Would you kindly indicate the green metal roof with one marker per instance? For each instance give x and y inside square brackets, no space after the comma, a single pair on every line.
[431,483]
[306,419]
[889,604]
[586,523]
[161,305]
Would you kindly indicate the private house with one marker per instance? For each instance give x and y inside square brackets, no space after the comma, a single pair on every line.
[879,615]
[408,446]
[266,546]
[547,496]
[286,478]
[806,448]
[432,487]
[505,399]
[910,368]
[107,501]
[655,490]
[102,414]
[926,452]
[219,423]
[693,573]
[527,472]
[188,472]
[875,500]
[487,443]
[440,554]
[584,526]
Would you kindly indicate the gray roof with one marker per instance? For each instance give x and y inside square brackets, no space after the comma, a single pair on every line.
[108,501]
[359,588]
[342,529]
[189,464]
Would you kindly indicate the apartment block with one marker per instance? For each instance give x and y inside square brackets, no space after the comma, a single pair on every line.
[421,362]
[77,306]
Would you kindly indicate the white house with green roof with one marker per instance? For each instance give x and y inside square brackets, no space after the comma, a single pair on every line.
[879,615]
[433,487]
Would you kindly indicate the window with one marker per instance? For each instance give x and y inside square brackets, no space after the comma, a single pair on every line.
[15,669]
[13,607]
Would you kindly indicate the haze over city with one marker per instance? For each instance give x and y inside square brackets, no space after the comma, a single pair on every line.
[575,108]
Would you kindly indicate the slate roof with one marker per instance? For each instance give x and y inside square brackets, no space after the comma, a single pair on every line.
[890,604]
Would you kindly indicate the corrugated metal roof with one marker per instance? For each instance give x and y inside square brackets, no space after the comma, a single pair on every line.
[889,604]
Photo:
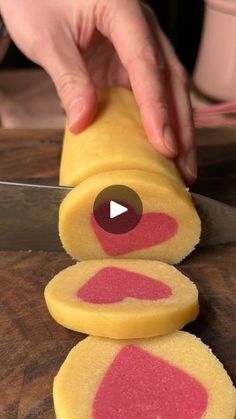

Aim:
Render every line of the records above as a JSON list of strings, one string per line, with blank lines and the pictures left out.

Exercise response:
[
  "Would you kindly indicate the green metal roof with one marker per instance? For each instance give x and y inside square brackets, no space after the comma, a single pair on every line.",
  "[431,483]",
  "[306,419]",
  "[889,604]",
  "[586,523]",
  "[161,305]",
  "Would you kindly indicate the private house with one marker per instance? For each instance give x and y inside square brackets, no space after the comma, a single pair on every line.",
  "[879,615]",
  "[408,446]",
  "[266,546]",
  "[547,496]",
  "[286,478]",
  "[806,448]",
  "[432,487]",
  "[505,399]",
  "[910,368]",
  "[107,501]",
  "[655,490]",
  "[102,414]",
  "[926,452]",
  "[219,423]",
  "[693,573]",
  "[527,472]",
  "[188,472]",
  "[875,500]",
  "[487,443]",
  "[440,554]",
  "[584,526]",
  "Would you kindly indicate the gray roof with one marker per instance? For each instance give x and y inside square brackets, no space after the comma, a single pair on every line.",
  "[108,501]",
  "[359,588]",
  "[342,529]",
  "[189,464]",
  "Would you kindly indicate the apartment block with one marker per instance? For each instance give x and y inside square brackets, no space after the comma, a single pair on every line.",
  "[421,362]",
  "[77,306]",
  "Would you kindly indicate the white house with green roof with one marker per instance? For each instance give x and y inside square brackets, no space after the comma, a single pair on every line.",
  "[879,615]",
  "[433,487]",
  "Would you kindly indicate the window with one marker per instance? For each instance give x and y inside square brackets, no space after the comma, a single pair on every line.",
  "[15,669]",
  "[13,607]",
  "Would you kindly indicate the haze over city with one marker per instance? For each instance give x and y inside square brackets, no space after the comma, a single pair on every line.",
  "[575,108]",
  "Would you kindly indicate the slate roof with one marker per instance? For each instance give x and y inside square brackets, no space after the comma, a single pair on every line.",
  "[890,604]",
  "Would you kindly indicate the corrugated metal roof with one marker per instance? For each instance give x and y inside square brackets, no space after the comma, a single pair on every line.",
  "[889,604]",
  "Photo:"
]